§ **Stated exercise**
Return the data below unchanged, reproducing every line.

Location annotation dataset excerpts
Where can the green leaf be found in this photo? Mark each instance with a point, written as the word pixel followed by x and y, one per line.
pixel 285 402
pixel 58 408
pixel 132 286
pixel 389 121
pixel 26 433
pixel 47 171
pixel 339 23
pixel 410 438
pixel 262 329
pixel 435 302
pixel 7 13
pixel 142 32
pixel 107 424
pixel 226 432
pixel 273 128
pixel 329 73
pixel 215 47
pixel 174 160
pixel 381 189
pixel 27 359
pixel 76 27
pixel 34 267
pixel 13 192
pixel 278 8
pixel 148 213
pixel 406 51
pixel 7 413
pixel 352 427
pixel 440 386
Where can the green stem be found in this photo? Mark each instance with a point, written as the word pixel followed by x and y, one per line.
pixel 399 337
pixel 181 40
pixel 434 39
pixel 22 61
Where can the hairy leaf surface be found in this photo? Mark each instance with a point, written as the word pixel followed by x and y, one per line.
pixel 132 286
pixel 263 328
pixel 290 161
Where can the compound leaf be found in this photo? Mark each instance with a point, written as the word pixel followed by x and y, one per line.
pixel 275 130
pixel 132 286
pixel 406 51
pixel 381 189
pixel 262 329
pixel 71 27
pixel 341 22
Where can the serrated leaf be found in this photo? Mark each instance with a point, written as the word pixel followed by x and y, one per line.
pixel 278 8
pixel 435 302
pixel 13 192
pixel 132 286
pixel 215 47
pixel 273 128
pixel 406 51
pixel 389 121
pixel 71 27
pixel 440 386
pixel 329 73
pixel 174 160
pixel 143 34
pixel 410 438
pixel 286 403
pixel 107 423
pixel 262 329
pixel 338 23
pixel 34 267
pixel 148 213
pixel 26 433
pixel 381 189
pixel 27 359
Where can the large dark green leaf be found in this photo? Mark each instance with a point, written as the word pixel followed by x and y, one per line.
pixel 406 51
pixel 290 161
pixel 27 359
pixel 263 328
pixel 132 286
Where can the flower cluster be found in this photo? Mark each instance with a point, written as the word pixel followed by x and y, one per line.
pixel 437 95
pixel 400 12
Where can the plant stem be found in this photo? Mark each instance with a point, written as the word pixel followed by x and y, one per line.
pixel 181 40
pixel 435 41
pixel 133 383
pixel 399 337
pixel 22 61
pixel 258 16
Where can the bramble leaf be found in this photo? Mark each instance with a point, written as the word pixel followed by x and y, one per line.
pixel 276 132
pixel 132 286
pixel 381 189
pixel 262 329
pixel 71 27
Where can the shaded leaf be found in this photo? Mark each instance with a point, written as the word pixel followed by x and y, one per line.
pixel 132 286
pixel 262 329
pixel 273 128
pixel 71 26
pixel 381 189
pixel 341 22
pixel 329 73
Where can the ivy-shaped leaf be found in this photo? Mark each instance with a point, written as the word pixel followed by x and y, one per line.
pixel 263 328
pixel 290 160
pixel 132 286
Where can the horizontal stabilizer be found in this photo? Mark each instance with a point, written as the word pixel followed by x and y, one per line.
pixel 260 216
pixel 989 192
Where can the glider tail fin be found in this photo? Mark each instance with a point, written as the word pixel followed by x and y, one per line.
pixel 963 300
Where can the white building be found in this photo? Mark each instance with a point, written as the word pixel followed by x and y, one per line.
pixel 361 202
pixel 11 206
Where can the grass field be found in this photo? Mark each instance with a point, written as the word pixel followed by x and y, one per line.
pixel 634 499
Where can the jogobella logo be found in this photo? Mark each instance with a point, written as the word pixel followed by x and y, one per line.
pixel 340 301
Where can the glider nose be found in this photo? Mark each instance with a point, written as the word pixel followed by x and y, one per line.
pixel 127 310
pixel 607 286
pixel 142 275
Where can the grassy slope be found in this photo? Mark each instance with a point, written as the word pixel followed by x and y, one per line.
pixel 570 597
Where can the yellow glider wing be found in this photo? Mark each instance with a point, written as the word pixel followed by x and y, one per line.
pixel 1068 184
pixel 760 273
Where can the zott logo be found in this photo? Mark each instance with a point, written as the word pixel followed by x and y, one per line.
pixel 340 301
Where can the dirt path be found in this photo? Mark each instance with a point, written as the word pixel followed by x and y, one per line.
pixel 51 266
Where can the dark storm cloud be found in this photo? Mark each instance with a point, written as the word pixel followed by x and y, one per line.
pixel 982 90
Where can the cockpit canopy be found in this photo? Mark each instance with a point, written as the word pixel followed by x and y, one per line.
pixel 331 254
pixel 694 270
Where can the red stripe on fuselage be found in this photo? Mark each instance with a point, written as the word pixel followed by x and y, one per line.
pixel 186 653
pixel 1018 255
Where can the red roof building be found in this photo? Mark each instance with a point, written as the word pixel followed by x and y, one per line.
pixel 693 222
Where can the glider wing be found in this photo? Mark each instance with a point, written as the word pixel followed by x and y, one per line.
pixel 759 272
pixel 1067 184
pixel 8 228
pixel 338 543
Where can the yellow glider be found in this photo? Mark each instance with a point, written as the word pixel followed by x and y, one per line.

§ **Finished exercise**
Where can the green leaf be found in this photo? Mark each instance with a point, written as the word pixel followed by x and y, one per line.
pixel 285 402
pixel 58 408
pixel 132 286
pixel 389 121
pixel 26 433
pixel 47 171
pixel 339 23
pixel 410 438
pixel 262 329
pixel 435 302
pixel 7 13
pixel 142 32
pixel 107 424
pixel 226 432
pixel 273 128
pixel 329 73
pixel 215 47
pixel 174 160
pixel 381 189
pixel 27 359
pixel 76 27
pixel 34 267
pixel 13 192
pixel 278 8
pixel 148 213
pixel 406 51
pixel 7 413
pixel 352 427
pixel 440 386
Where can the green stem be found in this photo? Mark each instance with a point, written as the word pixel followed by x and y, one per line.
pixel 399 337
pixel 181 40
pixel 434 39
pixel 22 61
Where can the hairy leaf surface be found in this photo? Mark each instance with a point, written as the word pixel followed by x and y, one per line.
pixel 132 286
pixel 263 328
pixel 290 161
Where can the compound leaf be found in this photo? Mark each instance with a point, written as the word pixel followed by x and y, one per line.
pixel 275 130
pixel 132 286
pixel 406 51
pixel 381 189
pixel 262 329
pixel 71 27
pixel 341 22
Where can the serrated leaf be found in this photo? Mark each instance with a point, written as the word pixel followed by x and y, one per line.
pixel 278 8
pixel 435 302
pixel 13 192
pixel 132 286
pixel 215 47
pixel 273 128
pixel 406 51
pixel 389 121
pixel 71 27
pixel 440 386
pixel 329 73
pixel 174 160
pixel 143 34
pixel 410 438
pixel 286 403
pixel 107 423
pixel 262 329
pixel 338 23
pixel 34 267
pixel 148 213
pixel 26 433
pixel 381 189
pixel 27 359
Where can the large dark green leaf be found in this photo? Mark each instance with a point, written as the word pixel followed by x and y, one per line.
pixel 406 51
pixel 290 161
pixel 27 359
pixel 263 328
pixel 132 286
Where can the flower cluster be found in this photo? Mark each instance with a point, written as the word pixel followed by x and y, one per line.
pixel 437 95
pixel 400 12
Where can the plant stem be found in this photo? Mark each instance with a point, written as the word pixel followed by x and y, one per line.
pixel 181 40
pixel 435 41
pixel 133 383
pixel 399 337
pixel 22 61
pixel 258 16
Where can the bramble leaf be found in this photo? Mark each instance with a point, written as the word pixel followed by x and y, one per line.
pixel 276 132
pixel 132 286
pixel 381 189
pixel 262 329
pixel 71 27
Where can the shaded leaf be found in this photo? Mark each instance with a point, written as the word pixel followed by x and y, one per line.
pixel 132 286
pixel 262 329
pixel 273 128
pixel 71 26
pixel 381 189
pixel 341 22
pixel 329 73
Where can the ivy-shaped leaf be found in this photo? Mark each instance with a point, written as the word pixel followed by x and y, one per line.
pixel 263 328
pixel 290 160
pixel 132 286
Where can the horizontal stabilizer be found in this photo? Mark each instance with a point, written as the word pixel followed by x and y, one per line.
pixel 260 216
pixel 989 192
Where can the glider tail fin be found in this photo? Mark each instance with a point, written as the word pixel followed by x and y, one per line.
pixel 963 300
Where can the white building be found in this photo? Mark each instance with a point, written as the word pixel followed by x and y, one per line.
pixel 361 202
pixel 11 206
Where can the grass field be found in this photo? Mark each instance with a point, written as the word pixel followed by x and y, one per line.
pixel 634 499
Where can the jogobella logo be found in this photo? Mark each instance with a point, written as the word pixel followed by x and y, one per line.
pixel 340 301
Where can the glider nose be found in this photo? Mark each instance with a point, written as the word pixel followed by x and y, one per line.
pixel 127 310
pixel 607 286
pixel 142 275
Where can the grassy slope be found in this photo? Mark each instance with a point, written as the word pixel followed by x and y, one per line.
pixel 570 597
Where can the yellow glider wing be found in this photo? Mark each instance with a point, written as the word pixel followed by x and y, one per line.
pixel 1068 184
pixel 760 273
Where can the zott logo be found in this photo? Mark each instance with a point, written as the word pixel followed by x and y, one per line.
pixel 340 301
Where can the dirt path be found in this photo? Mark each instance with a point, written as the word pixel followed by x and y, one per line.
pixel 51 266
Where can the dark storm cloud be found in this photo? Mark each instance with a point, written as the word pixel followed by x and y, one per line.
pixel 982 90
Where can the cockpit canopy be found in this photo? Mark each instance with a point, written as the word pixel followed by x and y, one per line.
pixel 331 254
pixel 694 270
Where can the red stripe on fuselage be found in this photo? Mark each instance with a point, written as the word pixel followed by x and y, one per line.
pixel 186 653
pixel 1018 255
Where can the red roof building be found in this photo? Mark each instance with a point, written as the word pixel followed by x and y, one per line.
pixel 693 222
Where can the glider wing be found in this photo? Mark each instance with a point, written as the word pixel followed by x and y, one per line.
pixel 759 272
pixel 1067 184
pixel 8 228
pixel 338 543
Where can the yellow glider be found in this photo? Mark each instance with a point, written as the word pixel followed by x and y, one per line.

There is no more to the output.